> **EXERCISE TEXT**:
======

Writing in the Architects’ Journal about the (then) Czechoslovak Embassy, in 1969 one David Rock remarked that he felt the aim of the design was to create a building that was "modern with no conscious concession to the past". It would be too perfect if British Sea Power had had this sentence in mind when choosing what is now the Czech Consulate as the venue of the launch shindig for their superlative third album, Do You Like Rock Music?.
There’s a holler of "welcome to the Czech Republic" (before guitarist Martin removes one of its light fittings while stood on the shoulders of the crowd). They sing 'Canvey Island', with its opening line "HN-51 / killed a wild swan" on the day the disease is found in three more of the birds, dead in Dorset. Under the embassy’s textured concrete and before a audience of friends and fans and foreigners, British Sea Power emphatically demonstrate that they’ve rediscovered their mettle, that their ambitious, intelligent oeuvre encompasses far more than foliage, uniforms and songs about the sea. Of course, in case you weren’t already aware, they never were Little Englanders with a misguided memory of a quaintly imagined history, as Scott (formerly Yan) explains when I meet him and Martin (once Noble) a week before the Czech embassy gig.

======

Region pointing data:

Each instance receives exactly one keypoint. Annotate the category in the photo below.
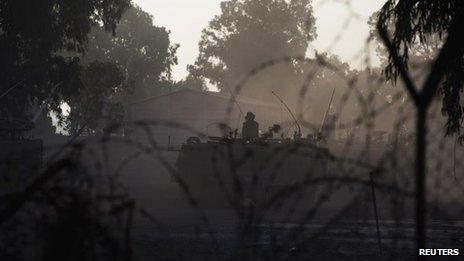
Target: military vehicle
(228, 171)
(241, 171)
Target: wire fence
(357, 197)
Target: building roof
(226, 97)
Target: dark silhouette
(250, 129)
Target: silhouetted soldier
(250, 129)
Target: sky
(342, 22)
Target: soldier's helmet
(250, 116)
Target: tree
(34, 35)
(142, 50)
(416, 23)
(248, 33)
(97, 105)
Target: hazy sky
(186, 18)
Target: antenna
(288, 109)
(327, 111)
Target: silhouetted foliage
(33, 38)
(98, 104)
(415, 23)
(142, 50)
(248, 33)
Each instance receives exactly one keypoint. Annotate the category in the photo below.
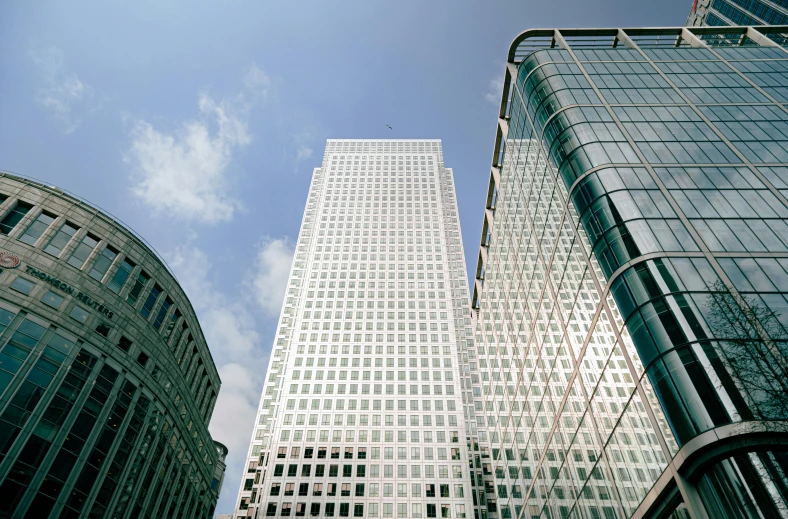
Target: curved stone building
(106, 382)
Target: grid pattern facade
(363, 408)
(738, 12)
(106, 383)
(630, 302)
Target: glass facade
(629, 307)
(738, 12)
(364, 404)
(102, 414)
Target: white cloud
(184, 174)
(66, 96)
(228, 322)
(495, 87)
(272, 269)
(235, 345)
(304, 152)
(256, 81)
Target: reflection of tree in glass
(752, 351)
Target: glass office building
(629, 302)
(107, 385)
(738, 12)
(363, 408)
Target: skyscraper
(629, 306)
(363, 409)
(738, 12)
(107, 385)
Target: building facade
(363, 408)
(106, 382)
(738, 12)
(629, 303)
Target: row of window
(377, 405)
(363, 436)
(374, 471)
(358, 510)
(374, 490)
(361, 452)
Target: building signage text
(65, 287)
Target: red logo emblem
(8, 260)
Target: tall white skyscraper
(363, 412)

======

> **BRIEF 1**:
Can you sum up the piece on British Sea Power's album launch in two sentences?
> **BRIEF 2**:
Could you carry the piece on British Sea Power's album launch forward from its final sentence?
None of this material is needed here.

> **ANSWER SPACE 1**:
British Sea Power held the launch party for their third album, Do You Like Rock Music?, at what is now the Czech Consulate, a building a 1969 Architects' Journal writer called "modern with no conscious concession to the past". At the gig they sang 'Canvey Island' and emphatically demonstrated that they had rediscovered their mettle, showing that their work encompasses far more than foliage, uniforms and songs about the sea.

> **ANSWER SPACE 2**:
Scott: "People thought we were nostalgic for a day gone by that we wished we could live in, but that was never the case really. We were interested in looking back to learn about where we are nowadays. I think that got lost, so on Do You Like Rock Music? there was a conscious decision to include stories from the time when the record was being made."
And what stories there are. Open Season was recorded in London, apparently while staying in a Travelodge. It must be hard to be inspired when the most exciting aspect of your accommodation is the effectiveness of your trouser press. While Martin and Scott refuse to criticise their sophomore effort, you can tell the protracted and wandering recording sessions that shaped Do You Like Rock Music? were a far more enjoyable experience:
S: "It was supposed to be an adventure, we just didn't know it was going to be an epic one."
Martin: "As you're going along through these experiences you want the record to echo this journey you've been on. You'll not be satisfied with anything boring."
S: "You do this thing for a number of reasons, and one of them has to be that you have to have fun. The last record wasn't the most fun record to make, so we decided to make that the primary objective above and beyond the music, hoping that it may, in some way, infiltrate the music."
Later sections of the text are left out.